==== Stored data ====

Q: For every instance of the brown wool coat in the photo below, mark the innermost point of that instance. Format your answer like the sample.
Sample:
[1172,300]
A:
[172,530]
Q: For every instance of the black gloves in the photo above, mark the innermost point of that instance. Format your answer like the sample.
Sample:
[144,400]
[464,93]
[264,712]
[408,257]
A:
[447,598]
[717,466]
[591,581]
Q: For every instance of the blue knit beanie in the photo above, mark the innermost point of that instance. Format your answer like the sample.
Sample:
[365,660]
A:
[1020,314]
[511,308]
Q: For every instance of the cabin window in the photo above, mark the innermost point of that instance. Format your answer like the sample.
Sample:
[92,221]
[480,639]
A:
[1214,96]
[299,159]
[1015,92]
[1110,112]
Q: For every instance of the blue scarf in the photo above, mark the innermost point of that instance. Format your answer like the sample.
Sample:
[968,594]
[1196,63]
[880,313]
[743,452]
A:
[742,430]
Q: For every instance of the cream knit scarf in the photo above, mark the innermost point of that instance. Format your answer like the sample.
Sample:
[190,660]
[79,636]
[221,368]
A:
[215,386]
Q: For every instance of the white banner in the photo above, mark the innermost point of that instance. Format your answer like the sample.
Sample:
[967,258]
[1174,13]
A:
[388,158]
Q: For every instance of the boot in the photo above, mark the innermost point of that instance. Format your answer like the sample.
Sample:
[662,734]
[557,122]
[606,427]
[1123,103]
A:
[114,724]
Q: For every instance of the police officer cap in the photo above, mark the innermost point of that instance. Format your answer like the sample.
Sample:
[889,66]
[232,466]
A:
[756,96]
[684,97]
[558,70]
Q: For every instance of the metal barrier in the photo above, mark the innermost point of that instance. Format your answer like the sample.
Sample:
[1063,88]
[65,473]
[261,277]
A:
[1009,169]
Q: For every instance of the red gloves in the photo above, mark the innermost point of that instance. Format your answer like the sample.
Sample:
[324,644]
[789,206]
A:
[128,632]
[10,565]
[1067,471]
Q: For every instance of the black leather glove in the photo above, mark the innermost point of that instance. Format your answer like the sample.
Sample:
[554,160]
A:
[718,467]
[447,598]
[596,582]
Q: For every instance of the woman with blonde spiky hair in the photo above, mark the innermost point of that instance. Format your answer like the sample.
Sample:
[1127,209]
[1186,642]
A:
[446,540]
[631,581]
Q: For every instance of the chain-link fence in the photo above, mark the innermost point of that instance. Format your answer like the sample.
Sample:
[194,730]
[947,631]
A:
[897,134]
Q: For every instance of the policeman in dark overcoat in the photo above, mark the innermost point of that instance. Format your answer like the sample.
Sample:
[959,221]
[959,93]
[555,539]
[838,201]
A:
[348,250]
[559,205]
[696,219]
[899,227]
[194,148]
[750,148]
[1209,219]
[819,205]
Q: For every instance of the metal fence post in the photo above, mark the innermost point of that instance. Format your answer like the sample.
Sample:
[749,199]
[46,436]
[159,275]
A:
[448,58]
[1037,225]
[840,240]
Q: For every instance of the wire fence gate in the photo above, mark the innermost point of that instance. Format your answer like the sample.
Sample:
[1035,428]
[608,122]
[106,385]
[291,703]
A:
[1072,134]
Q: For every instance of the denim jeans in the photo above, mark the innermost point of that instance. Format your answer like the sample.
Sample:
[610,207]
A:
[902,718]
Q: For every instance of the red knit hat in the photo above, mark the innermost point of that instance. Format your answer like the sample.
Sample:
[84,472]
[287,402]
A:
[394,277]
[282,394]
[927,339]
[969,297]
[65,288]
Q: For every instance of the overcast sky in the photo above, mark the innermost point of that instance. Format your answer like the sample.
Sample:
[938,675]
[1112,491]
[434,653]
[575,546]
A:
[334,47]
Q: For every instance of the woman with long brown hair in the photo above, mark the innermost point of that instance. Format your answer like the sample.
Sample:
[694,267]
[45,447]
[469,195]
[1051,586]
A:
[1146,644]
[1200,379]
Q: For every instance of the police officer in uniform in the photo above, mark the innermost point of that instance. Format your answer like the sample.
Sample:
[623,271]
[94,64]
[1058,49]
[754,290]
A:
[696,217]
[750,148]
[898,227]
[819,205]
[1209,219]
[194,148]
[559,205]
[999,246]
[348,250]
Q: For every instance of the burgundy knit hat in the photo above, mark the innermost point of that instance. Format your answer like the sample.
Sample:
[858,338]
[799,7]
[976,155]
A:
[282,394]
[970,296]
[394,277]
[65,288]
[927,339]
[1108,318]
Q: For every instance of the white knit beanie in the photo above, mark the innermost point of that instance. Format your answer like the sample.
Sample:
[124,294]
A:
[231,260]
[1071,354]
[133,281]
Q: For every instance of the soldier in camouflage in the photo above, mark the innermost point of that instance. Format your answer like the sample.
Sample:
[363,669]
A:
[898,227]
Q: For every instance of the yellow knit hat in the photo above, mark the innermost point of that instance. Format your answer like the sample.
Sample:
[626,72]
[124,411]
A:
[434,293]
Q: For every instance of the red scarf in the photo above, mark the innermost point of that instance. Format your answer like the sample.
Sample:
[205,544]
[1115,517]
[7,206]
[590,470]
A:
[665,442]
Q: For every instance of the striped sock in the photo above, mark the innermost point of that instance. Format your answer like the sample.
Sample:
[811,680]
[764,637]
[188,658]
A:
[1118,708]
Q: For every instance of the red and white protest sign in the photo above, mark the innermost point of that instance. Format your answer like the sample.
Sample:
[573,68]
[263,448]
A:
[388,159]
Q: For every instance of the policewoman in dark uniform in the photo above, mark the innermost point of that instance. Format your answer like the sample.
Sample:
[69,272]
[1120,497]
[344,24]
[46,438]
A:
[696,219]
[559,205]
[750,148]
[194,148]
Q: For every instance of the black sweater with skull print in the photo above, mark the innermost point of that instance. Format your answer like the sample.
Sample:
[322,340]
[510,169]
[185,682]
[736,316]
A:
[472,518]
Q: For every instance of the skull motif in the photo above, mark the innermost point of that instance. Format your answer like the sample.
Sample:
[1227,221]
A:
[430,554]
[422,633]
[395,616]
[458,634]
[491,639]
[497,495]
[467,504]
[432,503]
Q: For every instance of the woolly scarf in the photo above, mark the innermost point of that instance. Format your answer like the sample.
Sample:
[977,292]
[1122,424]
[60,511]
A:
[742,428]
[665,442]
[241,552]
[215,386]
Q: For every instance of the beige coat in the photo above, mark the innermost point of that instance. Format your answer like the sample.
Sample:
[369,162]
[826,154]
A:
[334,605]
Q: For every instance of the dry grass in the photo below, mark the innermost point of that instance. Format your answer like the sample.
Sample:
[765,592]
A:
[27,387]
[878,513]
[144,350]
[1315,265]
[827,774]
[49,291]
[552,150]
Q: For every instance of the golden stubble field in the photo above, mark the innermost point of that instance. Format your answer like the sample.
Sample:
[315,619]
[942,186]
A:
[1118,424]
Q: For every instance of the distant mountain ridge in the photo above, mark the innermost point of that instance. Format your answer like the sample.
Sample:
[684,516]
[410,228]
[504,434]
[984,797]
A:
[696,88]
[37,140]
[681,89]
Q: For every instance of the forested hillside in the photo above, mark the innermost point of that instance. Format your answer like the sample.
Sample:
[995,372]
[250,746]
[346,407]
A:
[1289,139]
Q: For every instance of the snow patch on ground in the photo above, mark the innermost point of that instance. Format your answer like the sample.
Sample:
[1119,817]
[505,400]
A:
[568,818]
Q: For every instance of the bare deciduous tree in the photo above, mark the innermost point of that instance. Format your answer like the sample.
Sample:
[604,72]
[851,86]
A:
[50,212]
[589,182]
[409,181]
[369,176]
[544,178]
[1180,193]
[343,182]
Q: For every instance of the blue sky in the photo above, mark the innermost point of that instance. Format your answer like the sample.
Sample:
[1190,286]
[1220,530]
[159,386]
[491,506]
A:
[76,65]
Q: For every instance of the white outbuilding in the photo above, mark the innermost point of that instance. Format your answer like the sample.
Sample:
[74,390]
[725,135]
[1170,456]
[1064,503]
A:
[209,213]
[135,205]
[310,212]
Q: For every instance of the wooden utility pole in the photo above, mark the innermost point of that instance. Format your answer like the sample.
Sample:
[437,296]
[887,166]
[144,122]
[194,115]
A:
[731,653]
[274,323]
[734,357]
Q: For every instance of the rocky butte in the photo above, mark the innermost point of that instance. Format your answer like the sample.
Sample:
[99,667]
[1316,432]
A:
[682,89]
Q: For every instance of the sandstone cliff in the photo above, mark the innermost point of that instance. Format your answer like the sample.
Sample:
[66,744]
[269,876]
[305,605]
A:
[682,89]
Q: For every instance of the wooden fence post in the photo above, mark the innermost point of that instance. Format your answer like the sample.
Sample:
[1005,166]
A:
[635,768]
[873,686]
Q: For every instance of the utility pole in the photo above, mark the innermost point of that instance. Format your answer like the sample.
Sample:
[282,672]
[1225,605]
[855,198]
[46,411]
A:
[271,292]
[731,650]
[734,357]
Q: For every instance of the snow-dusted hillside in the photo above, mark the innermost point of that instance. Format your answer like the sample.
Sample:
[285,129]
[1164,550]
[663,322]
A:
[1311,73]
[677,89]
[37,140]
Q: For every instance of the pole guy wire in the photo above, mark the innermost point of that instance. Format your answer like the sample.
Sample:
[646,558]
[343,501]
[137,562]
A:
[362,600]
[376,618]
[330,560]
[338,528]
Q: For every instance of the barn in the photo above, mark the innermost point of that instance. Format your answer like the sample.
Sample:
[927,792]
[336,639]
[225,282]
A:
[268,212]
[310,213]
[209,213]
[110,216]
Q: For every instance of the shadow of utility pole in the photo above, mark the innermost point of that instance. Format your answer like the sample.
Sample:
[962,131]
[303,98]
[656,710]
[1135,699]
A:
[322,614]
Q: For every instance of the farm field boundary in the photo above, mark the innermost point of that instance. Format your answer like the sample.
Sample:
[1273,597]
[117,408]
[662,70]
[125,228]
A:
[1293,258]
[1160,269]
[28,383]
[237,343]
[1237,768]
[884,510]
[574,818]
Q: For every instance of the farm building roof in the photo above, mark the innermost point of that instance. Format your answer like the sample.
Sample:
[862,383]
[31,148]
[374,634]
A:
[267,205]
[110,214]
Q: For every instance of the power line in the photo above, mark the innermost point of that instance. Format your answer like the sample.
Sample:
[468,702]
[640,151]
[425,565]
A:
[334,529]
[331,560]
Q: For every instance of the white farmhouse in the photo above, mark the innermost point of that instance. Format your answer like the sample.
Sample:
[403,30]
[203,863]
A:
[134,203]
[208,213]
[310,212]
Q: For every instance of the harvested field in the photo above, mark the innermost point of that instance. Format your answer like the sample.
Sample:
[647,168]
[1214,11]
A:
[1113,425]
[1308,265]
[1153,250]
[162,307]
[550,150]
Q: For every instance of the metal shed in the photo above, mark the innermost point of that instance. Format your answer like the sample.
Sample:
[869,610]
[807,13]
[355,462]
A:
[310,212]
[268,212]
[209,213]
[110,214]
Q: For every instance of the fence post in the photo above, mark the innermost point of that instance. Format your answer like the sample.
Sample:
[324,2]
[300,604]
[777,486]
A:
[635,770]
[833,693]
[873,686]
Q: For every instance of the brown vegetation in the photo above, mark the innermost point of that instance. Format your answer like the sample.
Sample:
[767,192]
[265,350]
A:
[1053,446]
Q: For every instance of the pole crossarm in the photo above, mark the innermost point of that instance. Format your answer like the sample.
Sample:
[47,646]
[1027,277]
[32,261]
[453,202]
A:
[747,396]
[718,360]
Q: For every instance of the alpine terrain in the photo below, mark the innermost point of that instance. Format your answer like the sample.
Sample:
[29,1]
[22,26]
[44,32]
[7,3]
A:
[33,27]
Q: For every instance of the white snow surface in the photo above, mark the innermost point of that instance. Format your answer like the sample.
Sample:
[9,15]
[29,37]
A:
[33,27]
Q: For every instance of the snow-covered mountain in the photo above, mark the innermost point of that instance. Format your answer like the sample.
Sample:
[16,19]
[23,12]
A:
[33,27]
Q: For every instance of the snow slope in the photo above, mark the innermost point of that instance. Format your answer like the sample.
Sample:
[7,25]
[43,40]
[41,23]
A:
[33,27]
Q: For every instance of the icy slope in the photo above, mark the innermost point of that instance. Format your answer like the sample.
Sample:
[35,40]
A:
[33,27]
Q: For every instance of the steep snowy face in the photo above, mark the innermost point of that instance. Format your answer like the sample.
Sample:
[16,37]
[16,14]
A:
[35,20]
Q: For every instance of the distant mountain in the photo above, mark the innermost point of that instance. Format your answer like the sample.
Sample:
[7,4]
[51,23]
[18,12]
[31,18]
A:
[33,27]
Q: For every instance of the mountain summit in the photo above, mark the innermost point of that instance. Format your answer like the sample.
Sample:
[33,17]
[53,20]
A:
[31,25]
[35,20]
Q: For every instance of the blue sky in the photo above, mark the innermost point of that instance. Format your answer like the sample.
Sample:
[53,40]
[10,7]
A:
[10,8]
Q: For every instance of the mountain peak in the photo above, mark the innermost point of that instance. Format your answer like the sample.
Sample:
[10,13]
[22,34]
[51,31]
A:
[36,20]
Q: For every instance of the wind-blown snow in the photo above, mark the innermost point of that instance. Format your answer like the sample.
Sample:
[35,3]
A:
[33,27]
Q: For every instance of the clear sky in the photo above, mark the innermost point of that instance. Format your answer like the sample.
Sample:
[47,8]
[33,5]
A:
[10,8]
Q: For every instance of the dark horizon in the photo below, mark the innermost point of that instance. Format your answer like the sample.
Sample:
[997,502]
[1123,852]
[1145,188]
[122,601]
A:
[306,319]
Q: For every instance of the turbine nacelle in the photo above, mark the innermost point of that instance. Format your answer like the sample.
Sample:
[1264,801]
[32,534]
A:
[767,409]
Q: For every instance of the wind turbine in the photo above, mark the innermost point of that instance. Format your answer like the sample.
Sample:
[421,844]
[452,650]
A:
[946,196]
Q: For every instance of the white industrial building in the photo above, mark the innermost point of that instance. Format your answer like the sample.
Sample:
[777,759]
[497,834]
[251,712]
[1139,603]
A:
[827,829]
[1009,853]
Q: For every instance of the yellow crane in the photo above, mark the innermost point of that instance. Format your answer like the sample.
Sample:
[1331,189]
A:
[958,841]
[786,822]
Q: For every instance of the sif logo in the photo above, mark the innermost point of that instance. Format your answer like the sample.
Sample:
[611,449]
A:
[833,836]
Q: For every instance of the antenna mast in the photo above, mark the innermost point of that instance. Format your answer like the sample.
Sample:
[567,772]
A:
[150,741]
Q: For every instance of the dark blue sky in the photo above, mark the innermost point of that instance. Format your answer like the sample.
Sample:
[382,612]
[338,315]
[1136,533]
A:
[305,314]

====

What is being asked
Write out exactly the lines from the line holding "Q: For every instance of the mountain peak" through the last line of the data, and nothing besides those lines.

Exercise output
Q: For every instance of the mountain peak in the photo above, mark the innermost point of that instance. Format your answer like the sample.
Sample:
[10,13]
[22,34]
[51,31]
A:
[36,20]
Q: For every instance of the wind-blown snow in the photo above, mark the innermost point of that instance. Format your answer like the sample.
Sample:
[35,3]
A:
[33,27]
Q: For every instance of the clear sky in the photo above, mark the innermost point of that instance. Format your answer like the sample.
Sample:
[47,8]
[33,5]
A:
[10,8]
Q: For every instance of the dark horizon in the photo below, mark the innermost point of that instance. Format your answer like the sample.
Sample:
[997,502]
[1123,852]
[1145,188]
[122,601]
A:
[306,319]
Q: For every instance of the turbine nacelle in the photo above, mark the innermost point of that instance. Format your answer like the sample.
Sample:
[1264,801]
[32,534]
A:
[767,409]
Q: For every instance of the wind turbine in the photo above, mark the innermost point of that instance. Format your answer like the sample.
Sample:
[421,844]
[452,650]
A:
[946,196]
Q: For every instance of the white industrial building in the photo above, mark the innermost point of that instance. Format your answer like the sample.
Sample:
[777,759]
[497,834]
[251,712]
[1139,603]
A:
[827,829]
[1009,853]
Q: For every instance of the yellow crane in the photo above, mark the innermost point of that instance. Format your answer like the sample.
Sample:
[1331,189]
A:
[958,841]
[786,822]
Q: For every instance of the sif logo in the photo above, mark the innermost point of that instance. Format your answer like the sample.
Sample:
[611,449]
A:
[833,836]
Q: For every instance of the antenna mast in the photo above, mark the innermost point of that instance. Format your answer like the sample.
Sample:
[567,772]
A:
[150,741]
Q: For every instance of the dark blue sky in the photo above, mark the innermost point of that instance. Format your answer like the sample.
Sample:
[382,612]
[338,315]
[1136,533]
A:
[305,314]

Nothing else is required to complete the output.